/---

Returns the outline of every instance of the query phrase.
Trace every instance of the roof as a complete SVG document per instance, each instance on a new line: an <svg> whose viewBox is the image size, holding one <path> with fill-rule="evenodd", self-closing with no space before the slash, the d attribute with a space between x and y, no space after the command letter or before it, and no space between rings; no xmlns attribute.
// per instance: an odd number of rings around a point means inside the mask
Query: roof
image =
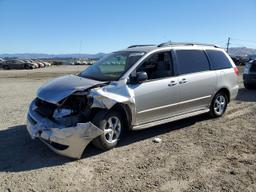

\---

What the task requires - Copy each line holding "instance" from the material above.

Output of the exercise -
Returns the outline of every instance of the query phrase.
Trace every instance of the roof as a complete SVG document per instance, each instance on a new line: an <svg> whose viewBox is the image size, holding one <path> with fill-rule="evenodd", self-closing with no space before the slash, the d attribute with a space between x and y, no space after the command letter or before it, and no space between rings; no xmlns attribute.
// per instance: an odd number of rings around a point means inside the mask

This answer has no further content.